[Directions] Can you carry the wiggle subsequence problem statement forward, picking up right after its final sentence?

[Source passage]

## begin

A wiggle sequence is a sequence where the differences between successive numbers strictly alternate between positive and negative. The first difference (if one exists) may be either positive or negative. A sequence with one element and a sequence with two non-equal elements are trivially wiggle sequences.

A subsequence is obtained by deleting some elements (possibly zero) from the original sequence, leaving the remaining elements in their original order.

Given an integer array nums, return **the length of the longest *wiggle subsequence* of **nums.

  Example 1:

Input: nums = [1,7,4,9,2,5]
Output: 6
Explanation: The entire sequence is a wiggle sequence with differences (6, -3, 5, -7, 3).

Example 2:

Input: nums = [1,17,5,10,13,15,10,5,16,8]
Output: 7
Explanation: There are several subsequences that achieve this length.

## end

[Data section]

## begin

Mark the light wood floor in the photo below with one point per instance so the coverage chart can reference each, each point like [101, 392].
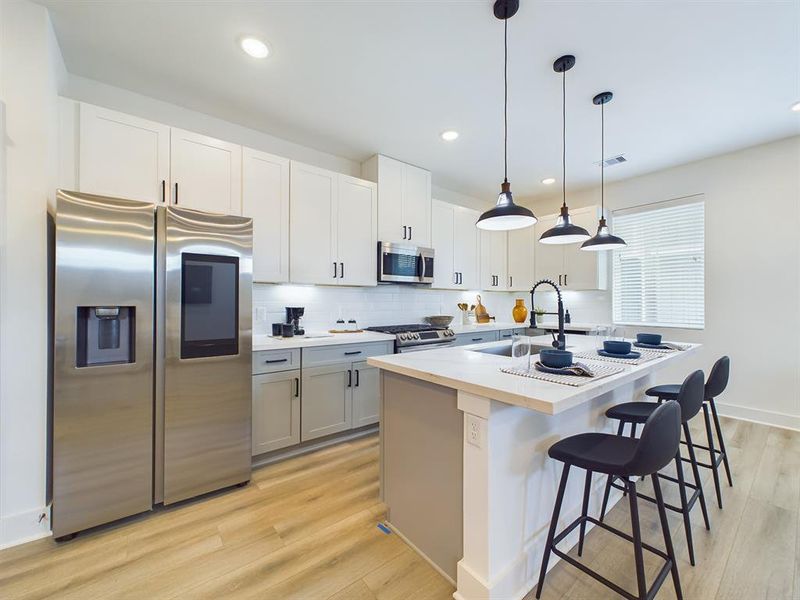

## end

[Output below]
One is [1, 17, 10, 13, 10, 16, 8] with differences (16, -7, 3, -3, 6, -8).

Example 3:

Input: nums = [1,2,3,4,5,6,7,8,9]
Output: 2

  Constraints:

  Follow up: Could you solve this in O(n) time?

Solution

class Solution {
    public int wiggleMaxLength(int[] nums) {
        int lt = 1;
        int gt = 1;
        for (int i = 1; i < nums.length; i++) {
            if (nums[i - 1] < nums[i]) {
                lt = gt + 1;
            } else if (nums[i - 1] > nums[i]) {
                gt = lt + 1;
            }
        }
        return Math.max(lt, gt);
    }
}

Explain:

nope.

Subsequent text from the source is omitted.